(Dataset items)
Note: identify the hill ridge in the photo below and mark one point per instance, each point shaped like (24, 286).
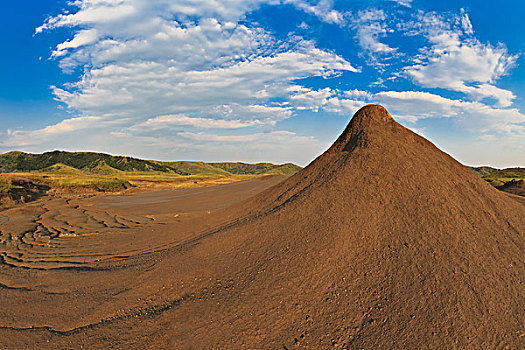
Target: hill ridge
(101, 163)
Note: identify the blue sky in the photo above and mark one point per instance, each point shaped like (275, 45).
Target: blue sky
(260, 80)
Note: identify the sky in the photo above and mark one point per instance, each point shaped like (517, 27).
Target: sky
(260, 80)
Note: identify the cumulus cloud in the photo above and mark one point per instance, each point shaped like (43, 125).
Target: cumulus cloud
(456, 60)
(472, 115)
(323, 9)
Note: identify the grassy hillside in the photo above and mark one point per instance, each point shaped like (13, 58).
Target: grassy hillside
(500, 177)
(105, 164)
(483, 170)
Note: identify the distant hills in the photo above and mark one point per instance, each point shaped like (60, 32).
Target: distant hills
(105, 164)
(498, 177)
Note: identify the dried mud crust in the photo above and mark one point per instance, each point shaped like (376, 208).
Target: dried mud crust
(382, 242)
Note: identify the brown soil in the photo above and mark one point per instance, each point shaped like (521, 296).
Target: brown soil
(516, 187)
(22, 192)
(382, 242)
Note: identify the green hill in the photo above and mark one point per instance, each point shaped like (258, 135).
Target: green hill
(105, 164)
(482, 170)
(499, 177)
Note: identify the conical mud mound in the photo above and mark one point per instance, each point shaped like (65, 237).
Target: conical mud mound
(382, 242)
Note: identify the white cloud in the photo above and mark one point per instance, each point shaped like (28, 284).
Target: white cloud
(323, 9)
(456, 60)
(471, 115)
(407, 3)
(157, 72)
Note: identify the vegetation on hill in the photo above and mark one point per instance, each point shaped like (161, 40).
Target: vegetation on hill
(25, 177)
(500, 177)
(105, 164)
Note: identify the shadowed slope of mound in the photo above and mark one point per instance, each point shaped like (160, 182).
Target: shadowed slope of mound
(383, 241)
(516, 187)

**Requirement**. From the first line to the last, repeat the records exactly, leaving out the pictures.

**Reply to the task**.
Note: identify the hill ridge in the photo below and mark one point per instance, each point shaped like (24, 286).
Target: hill ridge
(101, 163)
Note: identify the blue sky in the photo above and mark one point per instance, each point shaped like (275, 45).
Target: blue sky
(260, 80)
Note: identify the sky in the photo above and mark one point per instance, each point shaped like (517, 27).
Target: sky
(260, 80)
Note: identify the cumulus cloud in the photo above and mark one point per instance, each point shaped like (43, 125).
Target: cumulus cloud
(456, 60)
(472, 115)
(323, 9)
Note: identify the grassy hillside in the photo above and mark one point per instance, each point shaped like (13, 58).
Target: grassy hillside
(500, 177)
(105, 164)
(483, 170)
Note: identify the distant hills in the photo above and mark one point per instance, each point shaped like (60, 32).
Target: distant hills
(105, 164)
(498, 177)
Note: identify the dried mud crust in the photo above and mark one point per instance, each point shaped like (376, 208).
Target: dried mud crust
(382, 242)
Note: identify the brown soil in the photo above and mark one point per instance, each point shaped like (521, 296).
Target: brown soil
(516, 187)
(22, 192)
(382, 242)
Note: identify the green hill in the photo above and mark one point per instance, each point shaped like (258, 135).
Target: green hill
(105, 164)
(482, 170)
(499, 177)
Note: identify the conical mud mound in the photo above and mark one point per instance, each point shaped like (65, 237).
Target: conical mud mound
(382, 242)
Note: identify the white cloud in the photo above and mark one point per instance, each point shaped like (28, 284).
Target: white cloud
(323, 9)
(456, 60)
(471, 115)
(407, 3)
(157, 72)
Note: identify the vegetation on hill in the photo above and mark one point per instance, each point shaped like (161, 40).
Target: vegetation on hill
(25, 177)
(500, 177)
(105, 164)
Note: identify the shadowed slope of mound in the photo above and mark one point per instance, each point shaped like (160, 182).
Target: shadowed slope of mound
(383, 241)
(516, 187)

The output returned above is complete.